The Homunculus, however, turns out to be an imp, and a very irreverent imp, who undertakes to instruct Mephisto, and conducts him and Faust into the Classical Walpurgis Night, which occupies the rest of the act. This Walpurgis Night, which is a classical pendant to the Brocken scene in the First Part, is a sort of olla podrida. It contains the gathered fragments of many years, thrown together without much care, and with infinite obscurity. It is an inexhaustible field for Commentators. A capital touch is that of making Mephisto feel quite a stranger among the classical figures, and very humorous his disapprobation of the Antique Nude!

Zwar sind auch wir von Herzen unanständig,

Doch das Antike find' ich zu lebendig!

In the Brocken scene of the First Part we had the German world of Witchcraft, and the German ideal of female loveliness and simplicity in Gretchen. In this Second Part we have the Classical world of Supernaturalism, and the Greek ideal of loveliness in Helen. The third act is occupied with Helena, which was originally published as a separate poem, and was reviewed at some length by Carlyle in the Foreign Review. He says of it truly enough that "it by no means carries its significance written on its forehead, so that he who runs may read; but on the contrary, it is enveloped in a certain mystery, under coy disguises, which to hasty readers may be not only offensively obscure, but altogether provoking and impenetrable." We should not quarrel with its obscurity, if the opaque forms themselves had transcendent beauty: an alabaster vase may give as much delight as a vase of crystal. Carlyle, indeed, is forced to add that the "outward meaning seems unsatisfactory enough, were it not that ever and anon we are reminded of a cunning, manifold meaning which lies hidden under it; and incited by capricious beckonings to evolve this more and more completely from its quaint concealment." The question at issue here rests entirely on the share to be allotted to Meaning in a work of Art. Carlyle refers to Bunyan as "nowise our best theologian; neither unhappily is theology our most attractive science; yet which of our compends and treatises, nay which of our romances and poems, lives in such mild sunshine as the good old Pilgrim's Progress in the memory of so many men." But this, if I have not altogether mistaken the point, is a condemnation; for who can say that the memories of men are fondly occupied with the Second Part of Faust in general, or with Helena in particular?

Required tasks:
1 > Copy the part of the Faust commentary that opens with the words containing "The Homunculus, however, turns" and closes with "ich zu lebendig!", substituting "Witches' Sabbath" for "Walpurgis Night".
2 > Carry the commentary on the Second Part of Faust forward from its final sentence.

Record extracts:

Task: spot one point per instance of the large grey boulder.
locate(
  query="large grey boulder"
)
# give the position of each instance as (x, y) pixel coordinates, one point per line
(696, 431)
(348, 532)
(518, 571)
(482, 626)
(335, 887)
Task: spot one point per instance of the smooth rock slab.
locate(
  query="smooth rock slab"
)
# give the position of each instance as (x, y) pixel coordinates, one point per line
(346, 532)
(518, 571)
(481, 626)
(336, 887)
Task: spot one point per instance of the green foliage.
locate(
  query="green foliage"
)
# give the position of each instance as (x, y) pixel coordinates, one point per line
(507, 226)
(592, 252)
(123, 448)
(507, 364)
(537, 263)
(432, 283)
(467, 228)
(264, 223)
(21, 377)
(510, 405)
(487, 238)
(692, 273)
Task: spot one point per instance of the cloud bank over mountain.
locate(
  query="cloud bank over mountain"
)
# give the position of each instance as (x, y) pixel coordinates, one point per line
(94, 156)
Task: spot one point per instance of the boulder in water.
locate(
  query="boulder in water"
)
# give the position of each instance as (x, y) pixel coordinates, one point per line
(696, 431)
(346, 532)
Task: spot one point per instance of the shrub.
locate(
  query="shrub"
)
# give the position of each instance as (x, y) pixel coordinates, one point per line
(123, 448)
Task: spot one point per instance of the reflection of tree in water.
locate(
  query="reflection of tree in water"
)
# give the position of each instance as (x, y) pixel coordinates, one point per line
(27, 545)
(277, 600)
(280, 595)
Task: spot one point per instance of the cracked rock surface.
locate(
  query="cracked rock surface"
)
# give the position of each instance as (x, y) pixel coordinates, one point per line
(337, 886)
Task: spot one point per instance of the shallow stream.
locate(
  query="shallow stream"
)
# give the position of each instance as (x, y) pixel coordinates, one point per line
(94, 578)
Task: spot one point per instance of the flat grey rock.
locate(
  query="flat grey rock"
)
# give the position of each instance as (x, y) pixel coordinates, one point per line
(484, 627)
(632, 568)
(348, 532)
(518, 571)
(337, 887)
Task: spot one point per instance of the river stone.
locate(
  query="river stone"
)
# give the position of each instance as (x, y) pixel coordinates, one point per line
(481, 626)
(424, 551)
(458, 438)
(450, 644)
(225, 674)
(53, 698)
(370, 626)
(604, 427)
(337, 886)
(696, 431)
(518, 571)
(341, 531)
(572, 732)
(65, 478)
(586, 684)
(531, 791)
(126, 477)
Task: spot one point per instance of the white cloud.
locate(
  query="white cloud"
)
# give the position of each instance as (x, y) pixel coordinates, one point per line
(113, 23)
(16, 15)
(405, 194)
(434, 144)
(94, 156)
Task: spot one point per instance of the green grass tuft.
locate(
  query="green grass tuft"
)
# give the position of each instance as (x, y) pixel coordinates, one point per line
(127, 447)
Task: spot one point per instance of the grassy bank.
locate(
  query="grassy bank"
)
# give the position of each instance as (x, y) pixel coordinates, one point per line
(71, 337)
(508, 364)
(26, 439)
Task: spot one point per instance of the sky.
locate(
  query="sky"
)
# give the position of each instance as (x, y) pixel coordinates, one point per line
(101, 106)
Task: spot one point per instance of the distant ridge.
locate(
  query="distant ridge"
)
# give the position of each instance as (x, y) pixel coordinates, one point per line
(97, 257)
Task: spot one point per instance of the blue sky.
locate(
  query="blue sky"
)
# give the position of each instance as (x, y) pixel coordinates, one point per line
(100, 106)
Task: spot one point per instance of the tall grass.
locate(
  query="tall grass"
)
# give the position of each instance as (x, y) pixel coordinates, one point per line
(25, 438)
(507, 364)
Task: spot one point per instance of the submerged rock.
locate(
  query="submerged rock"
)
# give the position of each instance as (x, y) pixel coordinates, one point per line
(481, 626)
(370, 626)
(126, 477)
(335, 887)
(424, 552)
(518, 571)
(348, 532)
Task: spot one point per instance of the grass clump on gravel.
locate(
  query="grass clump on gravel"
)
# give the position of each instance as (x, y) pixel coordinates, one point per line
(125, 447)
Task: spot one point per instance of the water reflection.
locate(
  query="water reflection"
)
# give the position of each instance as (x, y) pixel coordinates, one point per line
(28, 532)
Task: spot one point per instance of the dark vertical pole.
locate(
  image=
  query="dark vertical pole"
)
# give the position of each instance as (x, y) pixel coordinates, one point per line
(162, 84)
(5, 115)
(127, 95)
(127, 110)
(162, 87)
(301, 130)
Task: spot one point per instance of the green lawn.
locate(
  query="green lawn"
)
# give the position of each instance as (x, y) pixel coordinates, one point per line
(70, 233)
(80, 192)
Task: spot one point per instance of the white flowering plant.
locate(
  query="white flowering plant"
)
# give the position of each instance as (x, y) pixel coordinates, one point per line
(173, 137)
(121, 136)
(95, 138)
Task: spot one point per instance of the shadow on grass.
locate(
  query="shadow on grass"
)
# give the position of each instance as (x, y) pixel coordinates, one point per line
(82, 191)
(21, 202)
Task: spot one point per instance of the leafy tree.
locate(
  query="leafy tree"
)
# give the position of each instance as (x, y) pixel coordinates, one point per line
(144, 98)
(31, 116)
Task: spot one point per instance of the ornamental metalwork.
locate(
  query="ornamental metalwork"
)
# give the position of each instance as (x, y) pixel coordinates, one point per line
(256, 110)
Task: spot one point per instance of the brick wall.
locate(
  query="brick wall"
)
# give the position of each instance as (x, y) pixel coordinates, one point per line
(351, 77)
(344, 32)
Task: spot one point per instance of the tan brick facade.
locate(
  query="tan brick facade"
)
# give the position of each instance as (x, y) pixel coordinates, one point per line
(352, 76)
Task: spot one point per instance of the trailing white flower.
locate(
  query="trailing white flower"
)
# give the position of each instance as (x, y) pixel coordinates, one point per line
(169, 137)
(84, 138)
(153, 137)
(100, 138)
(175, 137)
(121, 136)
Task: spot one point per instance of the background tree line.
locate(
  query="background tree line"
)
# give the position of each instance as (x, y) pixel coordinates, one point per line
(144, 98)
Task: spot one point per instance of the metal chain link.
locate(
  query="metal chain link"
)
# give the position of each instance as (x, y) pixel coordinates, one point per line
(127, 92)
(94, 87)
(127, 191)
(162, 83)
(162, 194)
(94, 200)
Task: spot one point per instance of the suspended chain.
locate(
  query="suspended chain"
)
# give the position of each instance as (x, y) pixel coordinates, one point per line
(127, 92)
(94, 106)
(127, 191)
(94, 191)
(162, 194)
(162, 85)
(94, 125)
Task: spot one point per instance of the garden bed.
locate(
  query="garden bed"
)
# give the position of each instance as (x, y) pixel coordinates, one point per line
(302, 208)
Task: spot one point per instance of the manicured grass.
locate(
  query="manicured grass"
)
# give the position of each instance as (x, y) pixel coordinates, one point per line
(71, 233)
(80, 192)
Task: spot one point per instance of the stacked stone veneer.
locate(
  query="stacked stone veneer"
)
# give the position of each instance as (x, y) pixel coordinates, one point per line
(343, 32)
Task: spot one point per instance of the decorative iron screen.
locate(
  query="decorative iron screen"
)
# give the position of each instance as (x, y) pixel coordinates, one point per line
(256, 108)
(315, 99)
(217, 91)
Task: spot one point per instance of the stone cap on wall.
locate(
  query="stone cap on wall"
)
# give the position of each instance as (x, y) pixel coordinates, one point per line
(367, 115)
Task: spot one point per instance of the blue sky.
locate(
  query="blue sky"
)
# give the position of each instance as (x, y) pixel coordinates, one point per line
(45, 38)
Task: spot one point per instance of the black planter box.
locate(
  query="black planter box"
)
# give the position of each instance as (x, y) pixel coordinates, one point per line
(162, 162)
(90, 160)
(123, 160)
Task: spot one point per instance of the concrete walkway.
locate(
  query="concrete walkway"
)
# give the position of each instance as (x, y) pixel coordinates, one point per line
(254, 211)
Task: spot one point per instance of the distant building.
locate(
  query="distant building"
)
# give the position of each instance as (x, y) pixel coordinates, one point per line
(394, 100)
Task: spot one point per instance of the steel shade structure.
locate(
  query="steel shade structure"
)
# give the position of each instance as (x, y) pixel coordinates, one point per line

Results for the exercise:
1 >
The Homunculus, however, turns out to be an imp, and a very irreverent imp, who undertakes to instruct Mephisto, and conducts him and Faust into the Classical Witches' Sabbath, which occupies the rest of the act. This Witches' Sabbath, which is a classical pendant to the Brocken scene in the First Part, is a sort of olla podrida. It contains the gathered fragments of many years, thrown together without much care, and with infinite obscurity. It is an inexhaustible field for Commentators. A capital touch is that of making Mephisto feel quite a stranger among the classical figures, and very humorous his disapprobation of the Antique Nude!

Zwar sind auch wir von Herzen unanständig,

Doch das Antike find' ich zu lebendig!

2 >
* Subsequently reprinted in his Miscellanies, vol. I.

But while I am thus thrown into a position of antagonism both with respect to the work itself and to its eulogists, I must guard against the supposition that I do not admire this Helena. The style of Art is one which requires for perfect success qualities absent from the whole Second Part; but no lover of poetry will fail to recognise the poetry and the charm here to a great degree thrown away. To those who love riddles, to those who love interpretations, the work is inexhaustible; to those who love beautiful verses, and glimpses of a deeply meditative mind, the work is, and always will be, attractive; but those who open it expecting a masterpiece will, I think, be perpetually disappointed. Some minds will be delighted with the allegorical Helen embracing Faust, and in the embrace leaving only her veil and vest behind, her body vanishing into thin air—typical of what must ever be the embrace of the defunct Classical with the living Romantic, the resuscitated Past with the actual Present—and in their delight at the recognition of the meaning, will write chapters of commentary. But the kiss of Gretchen is worth a thousand allegories.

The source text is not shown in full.